Bagian Dokumen >>
▬▬▬▬▬▬
Baca berita dengan sedikit iklan, klik di sini

Arsip

Pusara di Atas Sumur

Ladang pembantaian mereka yang dicap anggota PKI tersebar di penjuru Lumajang. Pusatnya di Pandanwangi, pesisir Pantai Selatan.

1 Oktober 2012 | 00.00 WIB

Image of Tempo
Perbesar

Baca berita dengan sedikit iklan, klik di sini

Terletak sekitar 45 menit perjalanan ke arah selatan dari Lumajang, Desa Pandanwangi dikenal sebagai salah satu tempat pembantaian orang-orang Partai Komunis Indonesia, 40-an tahun silam. Lokasinya memang "ideal", terpencil dan sulit dijangkau. Kini sebagian wilayah itu dijadikan pusat latihan perang Tentara Nasional Indonesia Angkatan Darat dan Lapangan Tembak TNI Angkatan Udara. "Lokasi penumpasan PKI saat itu dipusatkan di Desa Pandanwangi," kata Muhammad Anshori Zain, 78 tahun, kepada Tempo.
▬▬▬▬▬▬
Baris Data >>
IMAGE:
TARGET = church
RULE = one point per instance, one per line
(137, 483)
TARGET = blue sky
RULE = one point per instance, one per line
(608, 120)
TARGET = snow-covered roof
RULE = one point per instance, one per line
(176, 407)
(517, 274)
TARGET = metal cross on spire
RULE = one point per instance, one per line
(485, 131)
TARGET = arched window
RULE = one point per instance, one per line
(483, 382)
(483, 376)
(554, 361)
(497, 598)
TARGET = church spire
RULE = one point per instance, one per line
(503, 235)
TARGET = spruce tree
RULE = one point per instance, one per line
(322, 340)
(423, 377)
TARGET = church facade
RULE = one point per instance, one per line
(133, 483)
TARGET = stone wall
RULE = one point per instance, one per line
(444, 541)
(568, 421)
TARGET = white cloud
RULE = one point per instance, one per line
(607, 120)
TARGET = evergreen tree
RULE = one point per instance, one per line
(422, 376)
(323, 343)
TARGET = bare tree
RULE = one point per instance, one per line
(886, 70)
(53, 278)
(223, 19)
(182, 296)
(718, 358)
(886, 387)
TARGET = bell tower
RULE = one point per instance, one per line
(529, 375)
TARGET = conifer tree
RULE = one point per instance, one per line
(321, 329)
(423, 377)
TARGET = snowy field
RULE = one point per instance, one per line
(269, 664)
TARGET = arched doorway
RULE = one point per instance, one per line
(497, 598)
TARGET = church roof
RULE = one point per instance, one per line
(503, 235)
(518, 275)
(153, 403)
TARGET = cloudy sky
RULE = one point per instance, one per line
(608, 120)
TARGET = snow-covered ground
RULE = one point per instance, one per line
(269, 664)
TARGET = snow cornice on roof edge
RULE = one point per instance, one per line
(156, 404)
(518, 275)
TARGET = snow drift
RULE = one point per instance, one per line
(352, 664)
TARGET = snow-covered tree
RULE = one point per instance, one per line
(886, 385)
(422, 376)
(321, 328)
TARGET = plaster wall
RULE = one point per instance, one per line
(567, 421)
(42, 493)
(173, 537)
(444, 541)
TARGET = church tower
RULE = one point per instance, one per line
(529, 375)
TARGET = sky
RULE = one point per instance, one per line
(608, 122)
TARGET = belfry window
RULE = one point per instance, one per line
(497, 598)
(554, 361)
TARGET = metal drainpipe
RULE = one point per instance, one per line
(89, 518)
▬▬▬▬▬▬
Tugas Dikerjakan >> Menurut artikel tentang ladang pembantaian di Lumajang, sebagian wilayah Desa Pandanwangi kini dijadikan apa? Entri-entri tersebut tidak diperlukan.

Hasil Tugas >> Pusat latihan perang Tentara Nasional Indonesia Angkatan Darat dan Lapangan Tembak TNI Angkatan Udara.